* begin Recorded information *

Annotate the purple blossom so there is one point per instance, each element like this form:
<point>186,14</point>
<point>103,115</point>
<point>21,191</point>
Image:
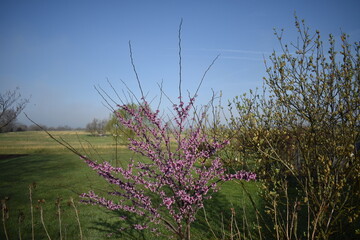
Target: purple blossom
<point>179,177</point>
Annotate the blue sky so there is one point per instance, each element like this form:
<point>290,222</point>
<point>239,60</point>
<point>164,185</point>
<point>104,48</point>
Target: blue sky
<point>56,51</point>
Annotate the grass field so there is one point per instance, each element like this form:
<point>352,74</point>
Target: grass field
<point>33,157</point>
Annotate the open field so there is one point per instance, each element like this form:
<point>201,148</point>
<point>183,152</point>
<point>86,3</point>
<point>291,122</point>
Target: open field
<point>28,157</point>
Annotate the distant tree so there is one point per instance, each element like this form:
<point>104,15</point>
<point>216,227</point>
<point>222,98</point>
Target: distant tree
<point>11,105</point>
<point>96,127</point>
<point>120,133</point>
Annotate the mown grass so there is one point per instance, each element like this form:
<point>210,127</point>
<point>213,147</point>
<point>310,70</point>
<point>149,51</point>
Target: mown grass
<point>58,173</point>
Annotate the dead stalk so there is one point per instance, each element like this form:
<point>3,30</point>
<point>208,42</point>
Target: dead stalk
<point>77,217</point>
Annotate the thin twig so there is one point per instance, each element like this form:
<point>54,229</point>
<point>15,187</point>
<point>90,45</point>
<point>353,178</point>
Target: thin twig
<point>134,68</point>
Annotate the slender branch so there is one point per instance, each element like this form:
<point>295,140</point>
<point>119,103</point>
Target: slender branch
<point>134,68</point>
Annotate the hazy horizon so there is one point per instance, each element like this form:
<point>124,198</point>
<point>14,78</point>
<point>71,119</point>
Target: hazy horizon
<point>56,52</point>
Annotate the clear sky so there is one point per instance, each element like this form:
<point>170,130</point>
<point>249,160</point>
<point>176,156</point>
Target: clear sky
<point>56,51</point>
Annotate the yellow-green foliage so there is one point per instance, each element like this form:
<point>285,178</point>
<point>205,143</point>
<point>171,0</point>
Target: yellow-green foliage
<point>303,130</point>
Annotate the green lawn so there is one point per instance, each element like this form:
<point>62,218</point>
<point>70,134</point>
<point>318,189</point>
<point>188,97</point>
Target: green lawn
<point>58,173</point>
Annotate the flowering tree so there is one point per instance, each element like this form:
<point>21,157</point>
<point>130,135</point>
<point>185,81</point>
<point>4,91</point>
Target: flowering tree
<point>179,175</point>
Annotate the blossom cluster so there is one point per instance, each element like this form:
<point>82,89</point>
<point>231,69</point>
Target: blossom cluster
<point>181,168</point>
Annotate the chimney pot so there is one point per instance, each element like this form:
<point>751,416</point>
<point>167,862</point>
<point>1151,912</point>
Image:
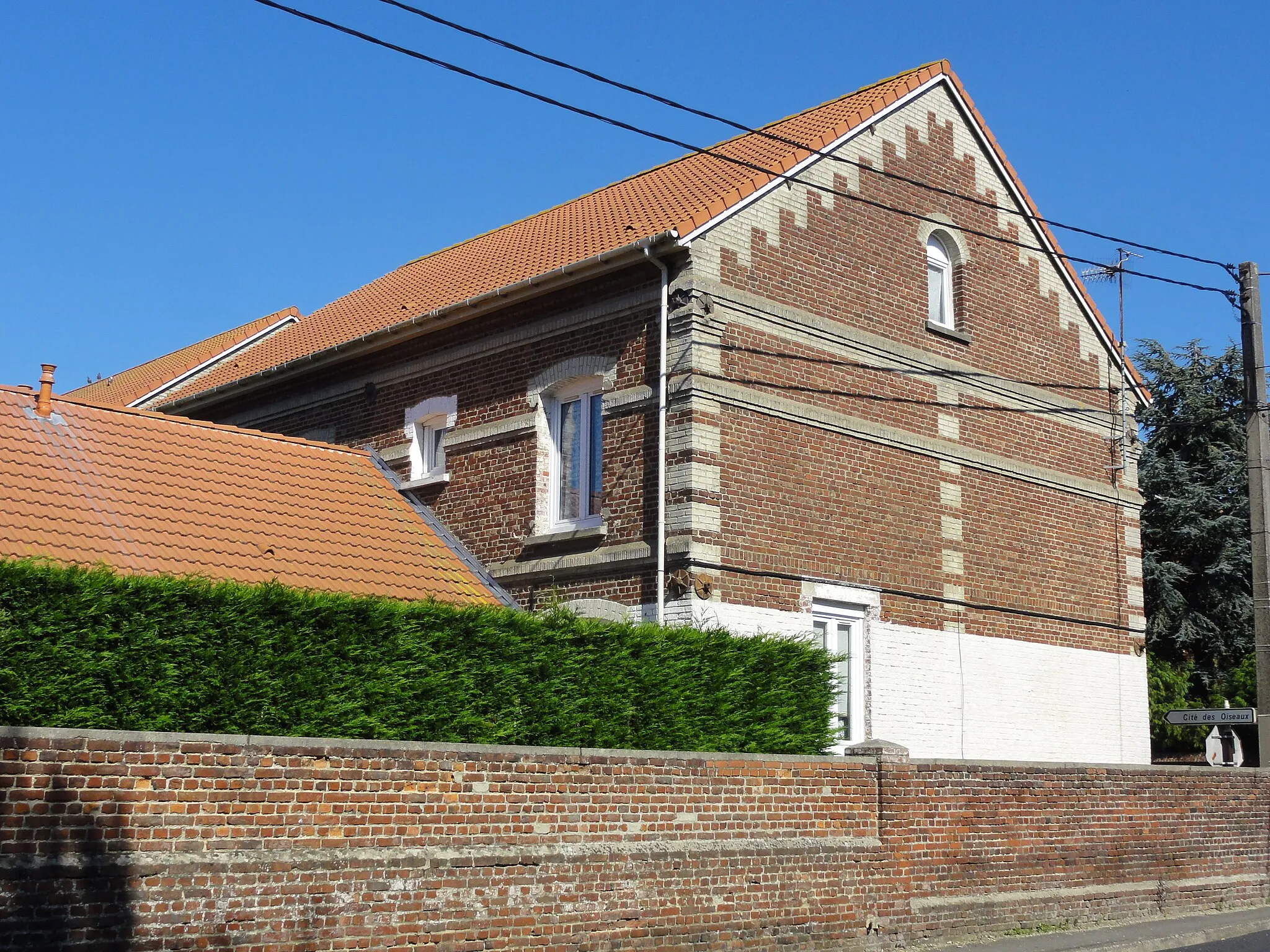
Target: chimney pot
<point>45,399</point>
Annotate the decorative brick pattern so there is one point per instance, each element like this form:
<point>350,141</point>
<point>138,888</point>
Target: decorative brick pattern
<point>817,428</point>
<point>148,842</point>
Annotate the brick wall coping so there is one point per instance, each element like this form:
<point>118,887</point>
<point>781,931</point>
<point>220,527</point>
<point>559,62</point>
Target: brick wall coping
<point>356,747</point>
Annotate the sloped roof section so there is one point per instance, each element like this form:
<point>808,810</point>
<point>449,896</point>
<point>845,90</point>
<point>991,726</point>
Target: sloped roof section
<point>149,494</point>
<point>673,197</point>
<point>134,384</point>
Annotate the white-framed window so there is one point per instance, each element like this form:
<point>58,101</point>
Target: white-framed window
<point>840,628</point>
<point>575,419</point>
<point>939,283</point>
<point>426,426</point>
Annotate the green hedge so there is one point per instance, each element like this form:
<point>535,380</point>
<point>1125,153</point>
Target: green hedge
<point>93,649</point>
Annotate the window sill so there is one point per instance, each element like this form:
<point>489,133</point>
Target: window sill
<point>591,534</point>
<point>951,333</point>
<point>437,479</point>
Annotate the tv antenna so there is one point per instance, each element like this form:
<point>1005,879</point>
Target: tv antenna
<point>1108,273</point>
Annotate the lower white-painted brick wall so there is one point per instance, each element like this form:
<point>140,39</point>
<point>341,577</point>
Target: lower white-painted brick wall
<point>967,696</point>
<point>944,695</point>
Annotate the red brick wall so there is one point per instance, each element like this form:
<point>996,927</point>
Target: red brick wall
<point>798,499</point>
<point>131,840</point>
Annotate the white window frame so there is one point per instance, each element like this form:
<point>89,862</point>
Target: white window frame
<point>580,390</point>
<point>426,427</point>
<point>938,258</point>
<point>842,631</point>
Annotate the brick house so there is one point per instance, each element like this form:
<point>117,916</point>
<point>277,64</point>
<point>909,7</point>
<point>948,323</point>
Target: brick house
<point>884,428</point>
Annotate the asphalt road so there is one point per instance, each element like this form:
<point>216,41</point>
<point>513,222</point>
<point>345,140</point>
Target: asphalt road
<point>1253,942</point>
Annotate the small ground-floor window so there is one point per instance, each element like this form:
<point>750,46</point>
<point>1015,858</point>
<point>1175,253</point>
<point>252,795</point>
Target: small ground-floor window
<point>841,631</point>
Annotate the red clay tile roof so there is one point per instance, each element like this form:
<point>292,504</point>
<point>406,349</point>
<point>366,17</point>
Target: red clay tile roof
<point>678,196</point>
<point>146,493</point>
<point>126,386</point>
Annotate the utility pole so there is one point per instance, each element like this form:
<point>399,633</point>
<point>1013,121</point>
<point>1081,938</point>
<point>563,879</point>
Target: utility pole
<point>1259,485</point>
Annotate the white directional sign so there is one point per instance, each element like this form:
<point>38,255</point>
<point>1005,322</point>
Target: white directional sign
<point>1214,715</point>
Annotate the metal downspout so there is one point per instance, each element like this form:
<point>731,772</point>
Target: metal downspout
<point>660,443</point>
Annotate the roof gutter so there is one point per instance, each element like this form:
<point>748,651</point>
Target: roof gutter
<point>374,339</point>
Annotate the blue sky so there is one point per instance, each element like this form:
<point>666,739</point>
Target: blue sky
<point>169,170</point>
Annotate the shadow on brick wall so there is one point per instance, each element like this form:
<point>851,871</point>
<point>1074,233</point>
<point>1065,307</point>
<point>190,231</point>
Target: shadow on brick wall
<point>61,886</point>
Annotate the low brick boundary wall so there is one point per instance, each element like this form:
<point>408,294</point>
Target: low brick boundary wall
<point>161,840</point>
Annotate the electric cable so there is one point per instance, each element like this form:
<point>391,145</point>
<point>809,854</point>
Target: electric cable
<point>699,150</point>
<point>619,123</point>
<point>774,138</point>
<point>916,596</point>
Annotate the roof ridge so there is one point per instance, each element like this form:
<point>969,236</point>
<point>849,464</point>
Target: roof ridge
<point>668,163</point>
<point>191,421</point>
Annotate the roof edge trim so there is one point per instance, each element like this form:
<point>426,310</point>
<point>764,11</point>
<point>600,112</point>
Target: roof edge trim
<point>1003,170</point>
<point>1047,240</point>
<point>817,155</point>
<point>213,361</point>
<point>366,340</point>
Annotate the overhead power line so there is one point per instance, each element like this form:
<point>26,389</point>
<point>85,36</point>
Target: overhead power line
<point>918,597</point>
<point>774,138</point>
<point>699,150</point>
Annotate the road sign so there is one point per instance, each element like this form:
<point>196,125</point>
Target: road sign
<point>1214,715</point>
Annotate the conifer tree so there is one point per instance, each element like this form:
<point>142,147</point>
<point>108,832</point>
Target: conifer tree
<point>1197,557</point>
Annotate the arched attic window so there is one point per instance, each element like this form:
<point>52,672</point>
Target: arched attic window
<point>939,283</point>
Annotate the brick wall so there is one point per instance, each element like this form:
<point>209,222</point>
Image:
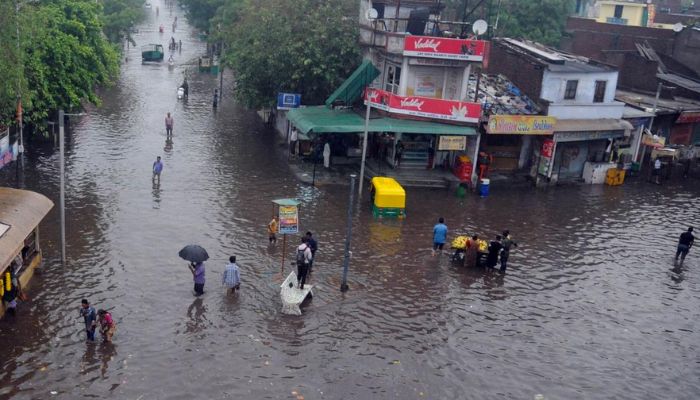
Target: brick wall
<point>590,38</point>
<point>524,73</point>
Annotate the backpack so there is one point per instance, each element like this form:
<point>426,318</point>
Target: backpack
<point>301,257</point>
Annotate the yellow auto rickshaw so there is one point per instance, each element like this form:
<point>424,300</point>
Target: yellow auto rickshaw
<point>388,198</point>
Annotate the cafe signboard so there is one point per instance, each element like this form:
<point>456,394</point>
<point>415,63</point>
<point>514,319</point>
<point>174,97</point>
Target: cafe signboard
<point>521,125</point>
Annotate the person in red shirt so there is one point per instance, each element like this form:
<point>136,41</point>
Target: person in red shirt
<point>107,325</point>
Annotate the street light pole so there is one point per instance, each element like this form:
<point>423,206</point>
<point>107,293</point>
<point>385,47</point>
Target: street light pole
<point>346,260</point>
<point>19,88</point>
<point>61,142</point>
<point>364,145</point>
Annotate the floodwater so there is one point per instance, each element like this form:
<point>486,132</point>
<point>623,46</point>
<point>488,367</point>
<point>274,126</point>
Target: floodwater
<point>591,308</point>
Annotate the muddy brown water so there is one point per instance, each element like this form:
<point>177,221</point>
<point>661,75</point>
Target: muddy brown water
<point>592,306</point>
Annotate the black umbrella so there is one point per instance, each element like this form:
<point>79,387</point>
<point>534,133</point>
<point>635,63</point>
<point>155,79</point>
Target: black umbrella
<point>194,253</point>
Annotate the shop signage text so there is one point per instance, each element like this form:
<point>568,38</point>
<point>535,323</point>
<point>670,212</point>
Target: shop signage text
<point>456,143</point>
<point>546,153</point>
<point>426,107</point>
<point>521,125</point>
<point>289,219</point>
<point>688,117</point>
<point>446,48</point>
<point>586,135</point>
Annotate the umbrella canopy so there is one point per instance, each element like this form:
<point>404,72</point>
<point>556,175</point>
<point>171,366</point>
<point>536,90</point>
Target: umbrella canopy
<point>193,253</point>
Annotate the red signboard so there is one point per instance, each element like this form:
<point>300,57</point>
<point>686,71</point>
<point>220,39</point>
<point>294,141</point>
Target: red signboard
<point>547,148</point>
<point>688,117</point>
<point>453,49</point>
<point>425,107</point>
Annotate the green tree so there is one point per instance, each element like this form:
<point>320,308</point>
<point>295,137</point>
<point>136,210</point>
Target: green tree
<point>541,21</point>
<point>305,46</point>
<point>65,56</point>
<point>10,70</point>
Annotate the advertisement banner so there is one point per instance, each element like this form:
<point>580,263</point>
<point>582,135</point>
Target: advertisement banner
<point>446,48</point>
<point>450,143</point>
<point>653,140</point>
<point>449,110</point>
<point>546,153</point>
<point>287,101</point>
<point>688,117</point>
<point>289,219</point>
<point>521,125</point>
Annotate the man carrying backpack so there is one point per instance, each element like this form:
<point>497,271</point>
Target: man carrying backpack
<point>304,258</point>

* end Recorded information *

Please repeat the entries from their start through the line containing "<point>179,177</point>", swapping "purple blossom" for "violet blossom" and keeping everything else the same. Leave the pictures out.

Annotate the violet blossom so there is one point per instance, each element like this form:
<point>186,14</point>
<point>103,115</point>
<point>21,191</point>
Image:
Target: violet blossom
<point>179,177</point>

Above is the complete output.